● Task item:
Copy every line that contains the string "target" from the entries below.
------ Data extract
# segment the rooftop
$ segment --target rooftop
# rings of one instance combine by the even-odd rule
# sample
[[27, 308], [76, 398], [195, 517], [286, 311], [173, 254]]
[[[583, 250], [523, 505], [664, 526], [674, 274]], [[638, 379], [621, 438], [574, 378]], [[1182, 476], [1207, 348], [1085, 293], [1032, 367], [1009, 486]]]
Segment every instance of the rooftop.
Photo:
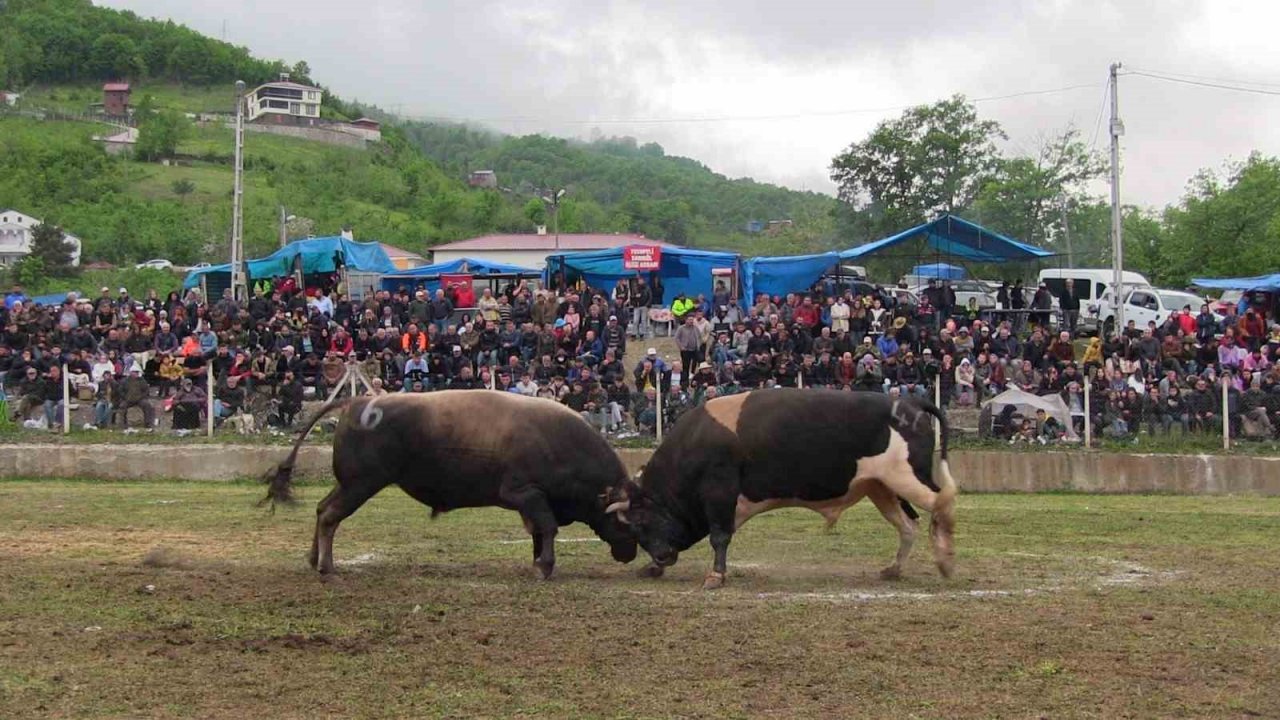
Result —
[[129, 92], [129, 83], [127, 82], [109, 82], [102, 85], [105, 92]]
[[393, 260], [395, 258], [410, 258], [410, 259], [416, 259], [416, 260], [426, 260], [426, 258], [422, 257], [416, 252], [404, 250], [402, 248], [396, 247], [395, 245], [388, 245], [384, 242], [380, 242], [378, 244], [382, 246], [382, 251], [387, 254], [387, 257]]
[[293, 82], [292, 80], [275, 80], [273, 82], [262, 83], [261, 85], [254, 88], [250, 92], [257, 92], [258, 90], [261, 90], [264, 87], [289, 88], [290, 90], [319, 90], [320, 89], [315, 85], [303, 85], [302, 83], [296, 83], [296, 82]]
[[630, 233], [560, 233], [560, 245], [557, 247], [556, 236], [548, 233], [546, 235], [482, 235], [445, 245], [436, 245], [431, 250], [605, 250], [627, 245], [675, 247], [662, 240]]

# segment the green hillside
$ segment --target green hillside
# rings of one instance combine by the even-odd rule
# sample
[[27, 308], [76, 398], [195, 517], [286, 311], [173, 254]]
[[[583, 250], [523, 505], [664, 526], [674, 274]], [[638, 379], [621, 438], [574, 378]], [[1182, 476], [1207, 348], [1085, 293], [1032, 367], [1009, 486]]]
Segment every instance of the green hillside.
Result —
[[[832, 247], [834, 198], [750, 178], [729, 179], [660, 145], [630, 137], [577, 142], [502, 136], [448, 123], [405, 122], [405, 135], [450, 175], [493, 170], [511, 194], [568, 187], [561, 229], [643, 232], [675, 242], [767, 252]], [[748, 222], [791, 220], [780, 236]]]
[[[0, 83], [22, 92], [16, 108], [0, 108], [0, 207], [80, 236], [86, 261], [224, 258], [233, 134], [186, 117], [229, 110], [235, 79], [252, 85], [285, 70], [314, 82], [305, 62], [257, 59], [172, 22], [88, 0], [0, 0]], [[143, 140], [155, 141], [161, 126], [180, 137], [145, 153], [172, 162], [108, 155], [92, 138], [119, 128], [67, 119], [101, 101], [104, 80], [122, 78], [133, 86]], [[378, 112], [327, 91], [323, 104], [327, 117]], [[496, 170], [503, 187], [467, 187], [468, 172], [480, 168]], [[349, 225], [359, 238], [422, 251], [550, 224], [539, 199], [547, 187], [569, 189], [562, 232], [639, 232], [746, 252], [827, 247], [835, 234], [831, 198], [730, 180], [630, 138], [578, 143], [392, 121], [382, 143], [358, 150], [248, 133], [245, 187], [250, 254], [276, 246], [281, 205], [296, 216], [291, 236]], [[777, 236], [744, 230], [748, 221], [772, 219], [795, 227]]]

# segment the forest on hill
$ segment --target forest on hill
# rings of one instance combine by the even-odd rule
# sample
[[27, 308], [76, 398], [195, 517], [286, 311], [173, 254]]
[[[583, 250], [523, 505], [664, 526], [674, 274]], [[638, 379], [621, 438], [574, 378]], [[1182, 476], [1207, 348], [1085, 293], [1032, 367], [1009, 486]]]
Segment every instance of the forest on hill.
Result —
[[[171, 21], [89, 0], [0, 0], [0, 82], [23, 96], [16, 108], [0, 106], [0, 207], [80, 236], [86, 261], [224, 258], [232, 135], [188, 118], [229, 109], [233, 80], [282, 71], [315, 82], [305, 61], [259, 59]], [[46, 119], [49, 110], [83, 112], [104, 80], [120, 78], [134, 86], [136, 157], [110, 156], [92, 139], [110, 126]], [[278, 243], [282, 206], [294, 217], [290, 236], [351, 226], [359, 238], [414, 251], [554, 222], [561, 232], [637, 232], [747, 255], [849, 247], [951, 212], [1060, 253], [1058, 264], [1110, 263], [1106, 166], [1095, 144], [1065, 127], [1030, 152], [1010, 152], [1000, 124], [959, 96], [910, 108], [851, 142], [832, 159], [835, 198], [727, 178], [634, 138], [504, 136], [401, 120], [328, 91], [323, 105], [328, 118], [384, 119], [383, 142], [358, 150], [250, 134], [251, 254]], [[498, 187], [469, 187], [476, 170], [494, 171]], [[1131, 269], [1183, 284], [1280, 264], [1280, 160], [1254, 154], [1187, 187], [1166, 208], [1123, 209]], [[561, 188], [553, 220], [542, 197]], [[776, 234], [746, 230], [773, 220], [790, 223]], [[885, 273], [910, 264], [912, 252], [928, 254], [908, 248]]]

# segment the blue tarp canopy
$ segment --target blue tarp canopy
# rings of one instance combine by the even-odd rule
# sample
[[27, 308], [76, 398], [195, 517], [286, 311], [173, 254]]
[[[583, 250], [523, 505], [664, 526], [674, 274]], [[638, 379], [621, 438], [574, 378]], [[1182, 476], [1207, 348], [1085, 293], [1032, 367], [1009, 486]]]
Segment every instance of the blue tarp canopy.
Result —
[[[264, 258], [250, 260], [246, 263], [245, 271], [249, 274], [251, 280], [254, 278], [269, 278], [276, 275], [288, 275], [293, 271], [294, 260], [301, 257], [302, 273], [304, 275], [333, 272], [338, 269], [334, 259], [339, 254], [348, 270], [388, 273], [396, 269], [395, 264], [391, 262], [391, 258], [387, 257], [387, 251], [382, 249], [381, 244], [377, 242], [356, 242], [335, 235], [333, 237], [295, 240]], [[192, 270], [187, 273], [187, 278], [182, 282], [182, 286], [191, 288], [199, 285], [202, 275], [230, 272], [230, 263]]]
[[1048, 250], [1007, 238], [955, 215], [943, 215], [937, 220], [917, 225], [892, 237], [845, 250], [840, 253], [840, 259], [865, 258], [921, 236], [939, 254], [971, 262], [1019, 262], [1053, 256]]
[[751, 258], [742, 264], [742, 298], [750, 305], [760, 293], [786, 295], [808, 290], [839, 262], [840, 256], [834, 252]]
[[917, 265], [911, 268], [911, 274], [919, 277], [938, 278], [939, 280], [963, 280], [968, 275], [964, 268], [946, 263]]
[[[622, 266], [623, 250], [624, 248], [619, 247], [551, 255], [547, 258], [543, 279], [549, 280], [551, 274], [560, 272], [563, 265], [568, 277], [582, 275], [591, 287], [607, 291], [623, 278], [632, 278], [637, 274], [647, 276], [649, 271], [637, 273]], [[714, 290], [711, 271], [715, 268], [732, 268], [736, 271], [739, 260], [734, 253], [662, 246], [662, 267], [658, 276], [662, 278], [663, 302], [670, 305], [671, 300], [680, 293], [689, 297], [697, 297], [699, 294], [711, 297]]]
[[1280, 291], [1280, 273], [1242, 278], [1194, 278], [1192, 285], [1215, 290], [1265, 290]]
[[[50, 305], [61, 305], [62, 303], [67, 301], [67, 293], [70, 293], [70, 292], [72, 291], [68, 290], [66, 292], [52, 293], [49, 295], [37, 295], [33, 298], [27, 298], [27, 302], [28, 304], [43, 305], [45, 307], [48, 307]], [[77, 292], [76, 297], [82, 298], [84, 296]]]
[[435, 265], [423, 265], [421, 267], [409, 268], [408, 270], [396, 270], [382, 276], [382, 289], [395, 291], [401, 286], [413, 289], [419, 284], [424, 286], [428, 291], [435, 292], [440, 287], [440, 276], [451, 273], [468, 273], [478, 278], [486, 278], [491, 275], [525, 275], [528, 277], [538, 277], [542, 273], [541, 270], [534, 268], [521, 267], [520, 265], [508, 265], [507, 263], [494, 262], [492, 260], [482, 260], [479, 258], [458, 258], [449, 262], [437, 263]]

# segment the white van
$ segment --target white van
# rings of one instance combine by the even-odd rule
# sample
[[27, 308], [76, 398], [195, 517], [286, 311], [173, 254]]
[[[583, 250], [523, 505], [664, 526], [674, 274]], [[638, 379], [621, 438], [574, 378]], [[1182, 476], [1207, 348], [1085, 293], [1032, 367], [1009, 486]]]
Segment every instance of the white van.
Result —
------------
● Task output:
$ segment --target rooftop
$ segment --target green hillside
$ segment --target forest on hill
$ segment --target blue tarp canopy
$ segment --target white van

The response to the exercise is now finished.